======== GIVEN PASSAGE ========
Other than a humming box, that is. RCA broadcast, prior to the period in the seventies just before they went out of business, made some good-looking transmitters:
RCA BTA-10U AM transmitter
The Art Deco design was favored for a number of years, especially with the AM units:
RCA BTA-1AR transmitter, circa 1960
Some of these RCA transmitters are still in service as backups.
GE made the BT-25A, which was a 50 KW transmitter in Syracuse, NY for a few years. These units were very similar to the RCA BTA-50 transmitters.
GE BT-25-A looking from the control cabinet
Gates of Parker Gates, pre-Harris, also made some classic transmitters:
Gates BC1J AM transmitter
I remember the BC5P had a similar look, with more transmitter cabinets.
Bauer FB5000J AM transmitter
Fritz Bauer made a very solid AM transmitter. Good looking, too. We need more pictures of old transmitters and other hardware.
This transmitter is in service at WSBS, Great Barrington, MA as a standby. It was new in January 1975.
Gates BC250GY transmitter, WSBS Great Barrington, MA
This was running into the dummy load for testing, which we try to do periodically.
Gates BC250GY AM transmitter audio section
The audio section is a pair of 8008’s 810s running in parallel. This goes through a modulation transformer to the RF section.
Gates BC250GY RF section
The RF section consists of another pair of 8008’s 810’s running parallel. The plate voltage for these tubes is 1,250 VDC which is fairly tame, all things considered. The transmitter is dirt simple 250-watt carrier power, 125% positive peak capable. It is not the most efficient unit under the sun but it can still be repaired with off-the-shelf parts.
Gates BC250GY Schematic
This is a somewhat faded schematic. The schematic shows a single 833A as the final, however, this particular transmitter has a pair of 810’s for the final, as shown in the above picture. Ham radio operators love these things as they are easy to convert to 160 or 80 meters for AM phone use. The bigger brother to this unit is the Gates BC1G, which is also a pretty simple unit using 833A tubes in parallel with 3,500 VDC plate voltage.
========
## SET OF TASKS
a - In the piece on old broadcast transmitters, what plate voltage do the RF section tubes of the Gates BC250GY run at?
b - Write what comes next in the piece on old broadcast transmitters, starting after its final sentence.
The lines after this have nothing to do with what you're asked to do.
======== DATA SECTION ========
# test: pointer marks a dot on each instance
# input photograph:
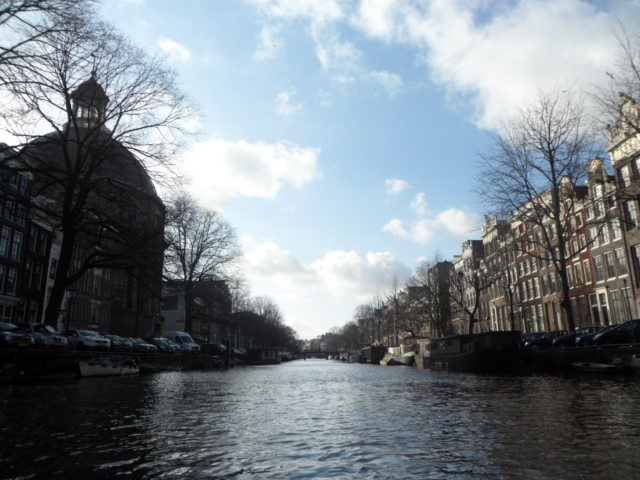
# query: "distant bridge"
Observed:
========
## ANSWERS PER TASK
a - 1,250 VDC

b -
They say the first thirty years are the hardest, perhaps it is true. This Harris MW1A transmitter turns 31 this year:
Harris MW1A AM transmitter, WINE, Brookfield, CT
Truth be told, these are not bad units. They have some quirks, however, the overall circuitry is simple, the design is simple enough and parts for repair are readily available. They require regular infusions of RF transistors, but those are easy to change and are inexpensive to buy off the shelf from places like Mouser or Allied.
It is on the air as the main transmitter for WINE-AM in Brookfield, CT. This is Harris’s first solid-state AM transmitter design, based on the work of Himmler Swanson. This is not a PDM transmitter, rather, each module has RF transistors and audio transistors. The output of all twelve modules is combined for a carrier output of 1,000 watts with +125% modulation. Harris calls this PSM (Progressive Series Modulation), which is sort of high-level modulation.
This is also the only transmitter that I know of where blown fuses can cause damage to the RF devices.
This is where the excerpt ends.